*Directions*. List the lines of the records below as a JSON array of strings, one string per line and no blank lines, starting with the line that contains "decoration in this photo, one line per instance." and going on through the end of the records. Leave the pictures out.

___

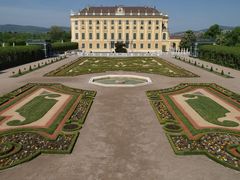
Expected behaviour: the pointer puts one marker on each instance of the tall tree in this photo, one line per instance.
(187, 40)
(213, 32)
(56, 33)
(233, 37)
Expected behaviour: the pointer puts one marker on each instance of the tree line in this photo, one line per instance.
(18, 55)
(55, 34)
(222, 55)
(214, 33)
(225, 52)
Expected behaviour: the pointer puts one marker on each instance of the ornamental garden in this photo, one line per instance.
(200, 119)
(40, 118)
(151, 65)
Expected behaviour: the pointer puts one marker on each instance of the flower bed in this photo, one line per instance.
(23, 144)
(220, 144)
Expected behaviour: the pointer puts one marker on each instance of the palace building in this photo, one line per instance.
(142, 29)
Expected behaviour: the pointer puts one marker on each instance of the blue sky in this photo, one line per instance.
(184, 14)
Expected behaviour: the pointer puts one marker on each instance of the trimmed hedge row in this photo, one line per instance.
(222, 55)
(18, 55)
(62, 47)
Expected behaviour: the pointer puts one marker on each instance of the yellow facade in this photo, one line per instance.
(143, 30)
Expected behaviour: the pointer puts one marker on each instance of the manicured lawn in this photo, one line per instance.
(136, 64)
(24, 143)
(210, 110)
(187, 139)
(34, 110)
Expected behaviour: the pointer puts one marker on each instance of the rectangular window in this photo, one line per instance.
(112, 44)
(83, 35)
(149, 36)
(98, 36)
(76, 35)
(90, 35)
(134, 36)
(105, 36)
(127, 36)
(164, 36)
(119, 35)
(164, 48)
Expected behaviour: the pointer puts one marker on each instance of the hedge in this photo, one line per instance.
(18, 55)
(61, 47)
(222, 55)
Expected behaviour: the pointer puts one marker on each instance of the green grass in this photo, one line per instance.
(210, 110)
(238, 149)
(1, 118)
(151, 65)
(34, 110)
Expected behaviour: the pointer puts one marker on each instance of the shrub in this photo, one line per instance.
(18, 55)
(222, 55)
(62, 47)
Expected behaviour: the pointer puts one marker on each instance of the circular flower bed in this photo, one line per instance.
(171, 127)
(71, 127)
(6, 148)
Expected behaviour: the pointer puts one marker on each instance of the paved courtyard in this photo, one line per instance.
(122, 138)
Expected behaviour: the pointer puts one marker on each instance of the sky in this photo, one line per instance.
(184, 14)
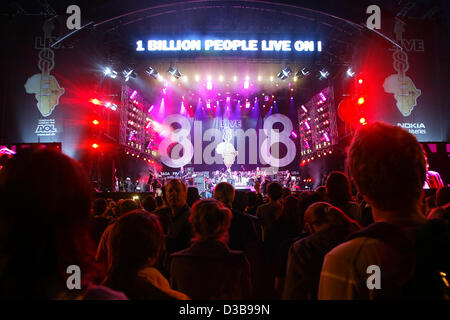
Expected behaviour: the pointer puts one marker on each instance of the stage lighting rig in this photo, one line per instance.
(152, 72)
(350, 72)
(110, 73)
(284, 73)
(323, 74)
(129, 73)
(174, 72)
(304, 72)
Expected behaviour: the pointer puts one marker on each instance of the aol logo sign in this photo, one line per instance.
(264, 144)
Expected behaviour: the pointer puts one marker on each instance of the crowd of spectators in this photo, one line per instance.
(275, 244)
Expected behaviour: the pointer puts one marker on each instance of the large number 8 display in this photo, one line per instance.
(181, 136)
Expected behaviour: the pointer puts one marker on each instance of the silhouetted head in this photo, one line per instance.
(388, 166)
(49, 230)
(210, 219)
(224, 192)
(176, 194)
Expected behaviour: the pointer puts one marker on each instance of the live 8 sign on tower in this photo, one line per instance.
(263, 147)
(44, 86)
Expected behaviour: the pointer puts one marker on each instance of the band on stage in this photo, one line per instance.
(240, 179)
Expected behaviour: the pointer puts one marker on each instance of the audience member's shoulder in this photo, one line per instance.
(95, 292)
(354, 247)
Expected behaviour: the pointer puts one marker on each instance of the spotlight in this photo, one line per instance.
(284, 73)
(350, 72)
(174, 72)
(109, 72)
(129, 73)
(361, 100)
(304, 72)
(323, 74)
(152, 72)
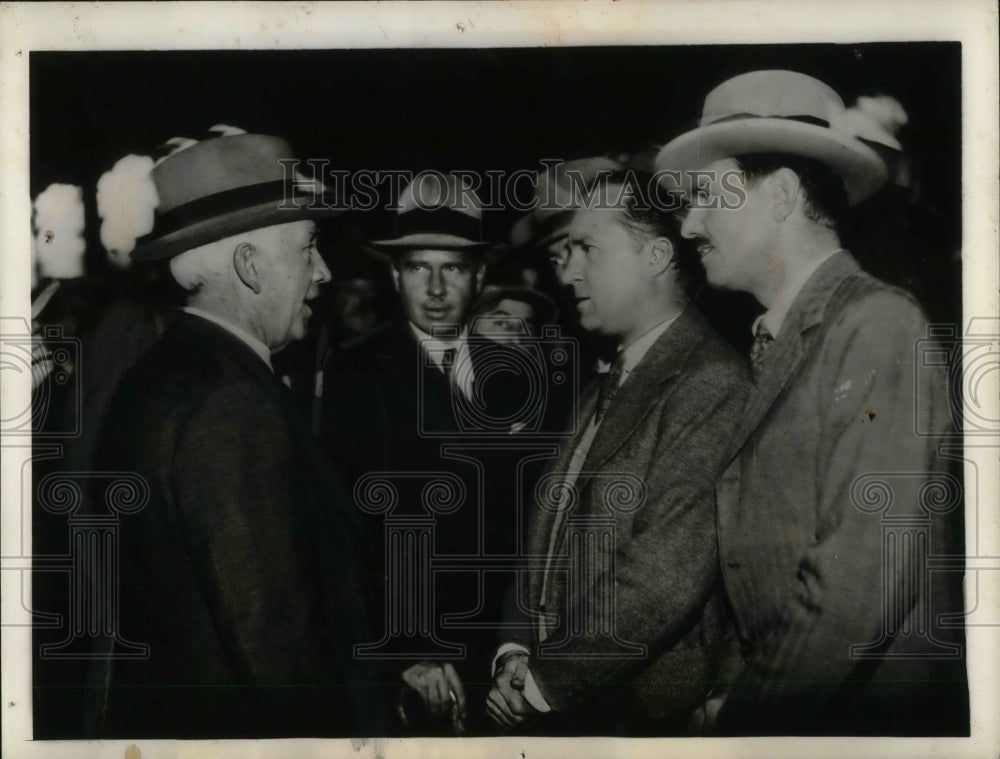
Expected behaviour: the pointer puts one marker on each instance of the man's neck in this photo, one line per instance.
(650, 321)
(791, 263)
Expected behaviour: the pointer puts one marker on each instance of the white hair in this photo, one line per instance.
(205, 266)
(211, 265)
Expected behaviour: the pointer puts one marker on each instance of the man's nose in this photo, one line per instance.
(321, 273)
(692, 225)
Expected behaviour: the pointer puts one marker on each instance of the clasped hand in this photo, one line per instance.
(506, 703)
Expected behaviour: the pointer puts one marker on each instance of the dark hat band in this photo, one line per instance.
(438, 221)
(283, 194)
(805, 118)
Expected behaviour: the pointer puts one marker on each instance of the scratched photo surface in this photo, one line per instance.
(416, 505)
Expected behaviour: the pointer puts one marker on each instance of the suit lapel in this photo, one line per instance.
(793, 342)
(662, 362)
(221, 343)
(544, 518)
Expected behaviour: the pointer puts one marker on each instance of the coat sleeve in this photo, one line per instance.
(869, 452)
(665, 575)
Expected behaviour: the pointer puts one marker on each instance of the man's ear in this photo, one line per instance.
(660, 252)
(784, 185)
(247, 266)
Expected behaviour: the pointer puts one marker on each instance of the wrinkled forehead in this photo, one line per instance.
(591, 221)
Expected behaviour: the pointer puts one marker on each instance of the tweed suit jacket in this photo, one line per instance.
(665, 434)
(809, 563)
(238, 572)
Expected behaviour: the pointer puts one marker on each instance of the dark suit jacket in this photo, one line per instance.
(808, 558)
(667, 431)
(386, 409)
(238, 573)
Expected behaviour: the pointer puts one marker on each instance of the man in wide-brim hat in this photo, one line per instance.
(827, 614)
(239, 572)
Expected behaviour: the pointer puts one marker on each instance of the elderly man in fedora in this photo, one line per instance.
(238, 573)
(390, 405)
(840, 625)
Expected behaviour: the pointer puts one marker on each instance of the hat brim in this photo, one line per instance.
(223, 226)
(429, 240)
(862, 169)
(545, 307)
(389, 250)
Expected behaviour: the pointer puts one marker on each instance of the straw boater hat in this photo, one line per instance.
(777, 112)
(221, 187)
(556, 193)
(435, 211)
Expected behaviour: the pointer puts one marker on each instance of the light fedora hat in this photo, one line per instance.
(776, 112)
(435, 211)
(221, 187)
(557, 194)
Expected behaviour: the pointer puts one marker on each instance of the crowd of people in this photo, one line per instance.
(546, 485)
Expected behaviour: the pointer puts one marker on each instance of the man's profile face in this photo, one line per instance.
(437, 287)
(729, 240)
(292, 271)
(606, 270)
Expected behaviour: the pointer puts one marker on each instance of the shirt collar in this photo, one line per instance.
(435, 345)
(258, 347)
(635, 352)
(774, 317)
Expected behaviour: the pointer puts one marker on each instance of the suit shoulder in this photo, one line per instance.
(867, 303)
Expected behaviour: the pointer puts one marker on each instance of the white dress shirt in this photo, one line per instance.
(434, 346)
(774, 317)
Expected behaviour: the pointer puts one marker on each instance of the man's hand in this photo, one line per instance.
(506, 703)
(705, 716)
(441, 690)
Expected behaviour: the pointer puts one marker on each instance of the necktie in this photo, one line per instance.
(762, 341)
(448, 362)
(609, 387)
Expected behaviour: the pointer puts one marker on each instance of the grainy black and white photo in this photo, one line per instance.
(569, 391)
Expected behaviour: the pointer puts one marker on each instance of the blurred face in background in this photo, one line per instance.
(508, 321)
(437, 287)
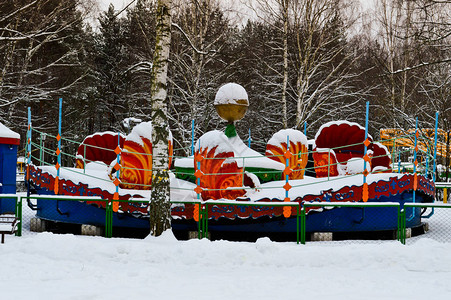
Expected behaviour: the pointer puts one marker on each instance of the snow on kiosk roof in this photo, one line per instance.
(7, 136)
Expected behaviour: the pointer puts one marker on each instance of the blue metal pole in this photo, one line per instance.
(366, 137)
(435, 147)
(192, 137)
(29, 137)
(59, 133)
(287, 163)
(414, 167)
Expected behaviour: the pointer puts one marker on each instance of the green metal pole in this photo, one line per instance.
(109, 219)
(19, 215)
(206, 221)
(199, 223)
(297, 224)
(40, 149)
(303, 225)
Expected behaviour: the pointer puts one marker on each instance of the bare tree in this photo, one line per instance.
(160, 214)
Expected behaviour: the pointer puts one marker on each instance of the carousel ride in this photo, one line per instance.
(342, 164)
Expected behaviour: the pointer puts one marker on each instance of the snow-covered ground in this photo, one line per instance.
(51, 266)
(64, 266)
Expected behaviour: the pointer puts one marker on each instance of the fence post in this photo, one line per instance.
(366, 158)
(435, 147)
(58, 149)
(29, 146)
(108, 219)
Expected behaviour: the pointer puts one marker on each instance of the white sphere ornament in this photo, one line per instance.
(231, 102)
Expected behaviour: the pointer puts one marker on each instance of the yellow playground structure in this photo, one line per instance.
(396, 138)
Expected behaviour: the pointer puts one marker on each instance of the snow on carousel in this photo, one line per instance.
(338, 184)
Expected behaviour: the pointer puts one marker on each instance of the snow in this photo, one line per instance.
(242, 153)
(293, 135)
(356, 165)
(328, 124)
(54, 266)
(140, 131)
(229, 93)
(5, 132)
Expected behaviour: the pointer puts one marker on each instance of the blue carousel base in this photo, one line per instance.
(336, 220)
(76, 212)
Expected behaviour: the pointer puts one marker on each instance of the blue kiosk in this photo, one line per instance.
(9, 141)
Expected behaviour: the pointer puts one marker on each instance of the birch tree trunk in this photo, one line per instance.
(160, 208)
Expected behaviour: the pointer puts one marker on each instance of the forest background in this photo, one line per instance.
(300, 61)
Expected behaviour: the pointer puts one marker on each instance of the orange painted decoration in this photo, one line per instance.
(219, 175)
(287, 209)
(381, 157)
(136, 162)
(415, 182)
(56, 187)
(296, 161)
(196, 212)
(287, 186)
(321, 161)
(101, 146)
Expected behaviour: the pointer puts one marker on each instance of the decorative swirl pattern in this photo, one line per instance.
(298, 160)
(136, 158)
(219, 175)
(98, 147)
(322, 168)
(136, 165)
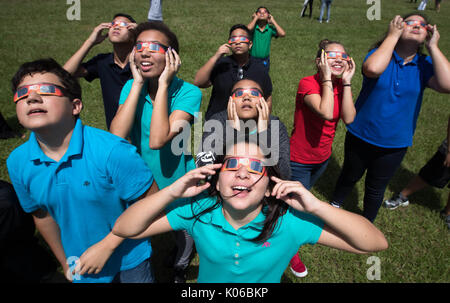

___

*Exercise output*.
[
  "Expected behaviour: the pointer puts one marker on each instance of the orange painted decoration in this photo, one line per instance.",
  "(219, 175)",
  "(287, 209)",
  "(381, 157)",
  "(136, 162)",
  "(415, 182)",
  "(56, 187)",
  "(296, 161)",
  "(196, 212)",
  "(287, 186)",
  "(321, 161)",
  "(101, 146)",
  "Expected behaviour: the pointer puts one marker on each instance of the decorative swirl pattern in this photo, one line per instance.",
  "(298, 160)",
  "(136, 158)",
  "(219, 175)",
  "(98, 147)",
  "(322, 168)",
  "(136, 165)"
]